### Instruction:
Please copy, without any changes, the part of the rows below that opens with the line containing "Where can you spot the window" and closes with the line containing "278], [68, 278]]", including both of those lines.

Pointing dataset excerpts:
-- START --
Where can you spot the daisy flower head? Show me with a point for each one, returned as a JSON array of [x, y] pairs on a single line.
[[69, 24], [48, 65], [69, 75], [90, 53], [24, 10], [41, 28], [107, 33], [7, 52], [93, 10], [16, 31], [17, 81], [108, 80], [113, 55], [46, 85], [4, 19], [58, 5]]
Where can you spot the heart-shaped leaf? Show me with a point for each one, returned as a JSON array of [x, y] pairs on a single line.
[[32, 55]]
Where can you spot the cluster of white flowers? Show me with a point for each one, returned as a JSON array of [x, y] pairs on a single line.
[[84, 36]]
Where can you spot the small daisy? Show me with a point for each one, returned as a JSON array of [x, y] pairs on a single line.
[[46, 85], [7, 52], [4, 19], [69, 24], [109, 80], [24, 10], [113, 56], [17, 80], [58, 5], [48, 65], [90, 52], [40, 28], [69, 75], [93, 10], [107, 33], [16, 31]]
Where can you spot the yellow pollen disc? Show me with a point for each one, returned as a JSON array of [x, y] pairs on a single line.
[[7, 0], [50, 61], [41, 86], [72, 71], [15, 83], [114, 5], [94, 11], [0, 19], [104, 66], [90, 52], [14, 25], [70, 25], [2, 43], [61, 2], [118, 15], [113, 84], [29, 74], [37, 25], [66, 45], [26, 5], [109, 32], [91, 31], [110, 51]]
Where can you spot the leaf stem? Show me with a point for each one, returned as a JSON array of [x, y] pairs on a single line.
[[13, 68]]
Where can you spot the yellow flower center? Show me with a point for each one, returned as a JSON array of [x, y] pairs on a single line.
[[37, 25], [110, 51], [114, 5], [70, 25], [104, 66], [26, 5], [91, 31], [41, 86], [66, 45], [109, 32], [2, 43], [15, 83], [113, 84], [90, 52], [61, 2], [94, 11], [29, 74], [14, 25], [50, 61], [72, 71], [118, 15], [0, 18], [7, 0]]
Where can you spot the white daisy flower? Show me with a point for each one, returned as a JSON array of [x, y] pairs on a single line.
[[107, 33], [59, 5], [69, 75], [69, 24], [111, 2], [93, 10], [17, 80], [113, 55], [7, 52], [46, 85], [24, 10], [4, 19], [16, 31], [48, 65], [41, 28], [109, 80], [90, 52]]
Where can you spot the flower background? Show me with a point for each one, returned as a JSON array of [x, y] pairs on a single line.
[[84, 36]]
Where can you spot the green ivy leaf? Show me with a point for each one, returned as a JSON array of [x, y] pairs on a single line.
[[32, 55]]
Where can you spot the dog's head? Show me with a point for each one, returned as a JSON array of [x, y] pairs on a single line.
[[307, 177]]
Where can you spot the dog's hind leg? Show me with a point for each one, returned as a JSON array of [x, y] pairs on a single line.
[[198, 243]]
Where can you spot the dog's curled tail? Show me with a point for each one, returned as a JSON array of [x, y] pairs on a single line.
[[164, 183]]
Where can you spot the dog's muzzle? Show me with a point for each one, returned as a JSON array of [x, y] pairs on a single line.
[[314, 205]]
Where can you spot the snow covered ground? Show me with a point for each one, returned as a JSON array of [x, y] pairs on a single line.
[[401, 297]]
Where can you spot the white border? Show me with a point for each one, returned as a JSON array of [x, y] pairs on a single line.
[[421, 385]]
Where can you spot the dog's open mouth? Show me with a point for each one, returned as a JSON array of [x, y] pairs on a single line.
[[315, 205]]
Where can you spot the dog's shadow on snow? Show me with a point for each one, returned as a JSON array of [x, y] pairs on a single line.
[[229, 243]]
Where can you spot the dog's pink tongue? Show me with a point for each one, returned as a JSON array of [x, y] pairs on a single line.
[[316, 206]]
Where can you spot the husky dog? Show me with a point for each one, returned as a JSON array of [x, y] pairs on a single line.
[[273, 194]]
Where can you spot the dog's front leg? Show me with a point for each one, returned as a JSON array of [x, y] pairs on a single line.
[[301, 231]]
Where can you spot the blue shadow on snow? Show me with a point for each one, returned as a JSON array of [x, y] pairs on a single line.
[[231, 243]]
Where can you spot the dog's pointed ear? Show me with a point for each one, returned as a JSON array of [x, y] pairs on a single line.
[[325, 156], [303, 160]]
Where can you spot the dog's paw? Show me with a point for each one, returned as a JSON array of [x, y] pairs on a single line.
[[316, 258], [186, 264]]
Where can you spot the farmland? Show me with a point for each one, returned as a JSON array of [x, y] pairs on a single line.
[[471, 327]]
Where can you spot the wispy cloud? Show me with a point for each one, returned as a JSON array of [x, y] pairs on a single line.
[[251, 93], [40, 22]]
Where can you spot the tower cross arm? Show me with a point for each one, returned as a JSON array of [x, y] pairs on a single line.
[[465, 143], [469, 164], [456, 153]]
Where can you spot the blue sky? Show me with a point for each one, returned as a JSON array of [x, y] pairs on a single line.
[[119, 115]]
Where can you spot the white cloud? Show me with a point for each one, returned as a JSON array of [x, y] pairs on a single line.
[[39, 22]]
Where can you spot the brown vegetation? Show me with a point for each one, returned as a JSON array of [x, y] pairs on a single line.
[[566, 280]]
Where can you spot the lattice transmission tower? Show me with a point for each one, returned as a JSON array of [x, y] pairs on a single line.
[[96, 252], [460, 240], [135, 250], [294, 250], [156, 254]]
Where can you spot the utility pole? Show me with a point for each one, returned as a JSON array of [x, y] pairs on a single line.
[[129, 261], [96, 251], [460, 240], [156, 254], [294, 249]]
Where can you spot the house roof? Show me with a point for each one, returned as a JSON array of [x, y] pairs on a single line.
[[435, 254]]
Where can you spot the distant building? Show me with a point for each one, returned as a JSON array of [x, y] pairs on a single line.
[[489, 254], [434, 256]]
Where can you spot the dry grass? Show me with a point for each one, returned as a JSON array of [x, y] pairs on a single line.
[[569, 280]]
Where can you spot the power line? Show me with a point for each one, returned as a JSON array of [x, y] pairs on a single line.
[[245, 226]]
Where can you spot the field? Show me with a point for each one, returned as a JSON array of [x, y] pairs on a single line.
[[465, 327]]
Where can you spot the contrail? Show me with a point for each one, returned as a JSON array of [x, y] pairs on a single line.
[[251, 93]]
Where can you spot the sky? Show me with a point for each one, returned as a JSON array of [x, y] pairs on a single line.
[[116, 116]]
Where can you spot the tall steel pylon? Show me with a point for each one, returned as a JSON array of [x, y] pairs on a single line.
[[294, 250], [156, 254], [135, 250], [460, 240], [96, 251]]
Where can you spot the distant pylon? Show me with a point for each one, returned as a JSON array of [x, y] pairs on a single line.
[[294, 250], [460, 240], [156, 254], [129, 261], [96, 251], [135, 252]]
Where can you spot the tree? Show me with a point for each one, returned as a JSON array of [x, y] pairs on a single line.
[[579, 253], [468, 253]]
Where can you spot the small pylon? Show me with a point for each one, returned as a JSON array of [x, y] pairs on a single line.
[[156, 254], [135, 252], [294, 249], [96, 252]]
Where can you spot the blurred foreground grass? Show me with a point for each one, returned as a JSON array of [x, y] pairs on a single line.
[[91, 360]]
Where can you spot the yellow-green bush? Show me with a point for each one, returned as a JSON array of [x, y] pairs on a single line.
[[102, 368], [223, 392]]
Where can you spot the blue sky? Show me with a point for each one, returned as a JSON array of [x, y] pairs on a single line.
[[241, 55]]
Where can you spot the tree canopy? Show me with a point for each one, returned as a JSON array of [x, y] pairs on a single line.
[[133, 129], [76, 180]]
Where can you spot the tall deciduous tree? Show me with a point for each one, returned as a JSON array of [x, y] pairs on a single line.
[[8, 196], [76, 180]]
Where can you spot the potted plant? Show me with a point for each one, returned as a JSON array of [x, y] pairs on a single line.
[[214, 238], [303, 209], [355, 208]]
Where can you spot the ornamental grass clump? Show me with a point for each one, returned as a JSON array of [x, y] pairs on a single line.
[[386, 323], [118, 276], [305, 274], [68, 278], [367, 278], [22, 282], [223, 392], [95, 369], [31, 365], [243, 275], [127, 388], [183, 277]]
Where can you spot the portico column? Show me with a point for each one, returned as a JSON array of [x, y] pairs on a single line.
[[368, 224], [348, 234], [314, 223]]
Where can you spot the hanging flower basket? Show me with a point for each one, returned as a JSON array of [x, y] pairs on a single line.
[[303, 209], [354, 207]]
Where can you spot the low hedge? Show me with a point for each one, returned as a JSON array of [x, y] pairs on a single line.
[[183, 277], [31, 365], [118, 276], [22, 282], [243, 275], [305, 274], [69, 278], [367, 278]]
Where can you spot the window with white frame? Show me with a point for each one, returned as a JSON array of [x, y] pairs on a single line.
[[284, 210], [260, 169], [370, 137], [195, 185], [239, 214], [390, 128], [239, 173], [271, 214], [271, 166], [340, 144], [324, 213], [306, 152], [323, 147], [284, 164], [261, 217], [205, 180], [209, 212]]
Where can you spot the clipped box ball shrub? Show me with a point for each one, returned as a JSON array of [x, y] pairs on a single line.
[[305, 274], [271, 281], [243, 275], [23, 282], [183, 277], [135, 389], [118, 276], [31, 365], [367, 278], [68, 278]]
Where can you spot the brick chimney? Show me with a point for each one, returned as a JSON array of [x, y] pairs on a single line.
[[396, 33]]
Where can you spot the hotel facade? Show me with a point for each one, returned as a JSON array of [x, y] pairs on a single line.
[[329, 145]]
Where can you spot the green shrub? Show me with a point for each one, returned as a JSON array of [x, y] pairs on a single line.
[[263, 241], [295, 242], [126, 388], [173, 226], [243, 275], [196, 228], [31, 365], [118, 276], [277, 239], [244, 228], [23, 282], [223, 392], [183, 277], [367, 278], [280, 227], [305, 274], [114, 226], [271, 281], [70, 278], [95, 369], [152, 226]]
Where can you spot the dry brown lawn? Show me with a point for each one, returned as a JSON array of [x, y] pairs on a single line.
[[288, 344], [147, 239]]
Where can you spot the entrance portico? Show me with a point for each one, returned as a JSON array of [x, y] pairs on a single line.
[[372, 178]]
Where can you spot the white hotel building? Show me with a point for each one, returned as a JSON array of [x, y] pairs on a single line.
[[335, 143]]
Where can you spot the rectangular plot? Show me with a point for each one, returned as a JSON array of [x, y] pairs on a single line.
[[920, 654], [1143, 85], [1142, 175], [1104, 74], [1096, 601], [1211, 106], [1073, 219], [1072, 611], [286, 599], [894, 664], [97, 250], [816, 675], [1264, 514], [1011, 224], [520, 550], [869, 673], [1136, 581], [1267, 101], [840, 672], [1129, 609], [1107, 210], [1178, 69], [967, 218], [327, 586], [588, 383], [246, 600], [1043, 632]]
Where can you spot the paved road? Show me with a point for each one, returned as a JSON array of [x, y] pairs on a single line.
-- END --
### Answer to this task:
Where can you spot the window with white frame? Show me with a point for each one, returned as a JSON array of [x, y] pairs on a single line.
[[284, 210], [260, 169], [370, 137], [195, 185], [239, 214], [390, 128], [239, 173], [271, 214], [271, 166], [340, 144], [324, 213], [306, 152], [323, 147], [284, 164], [261, 217], [205, 180], [209, 212]]
Where can you spot the clipped box ball shrub? Show me with a point for each one, returned as a JSON array of [x, y] pairs on a single line.
[[305, 274], [271, 281], [243, 275], [23, 282], [183, 277], [135, 389], [118, 276], [31, 365], [367, 278], [68, 278]]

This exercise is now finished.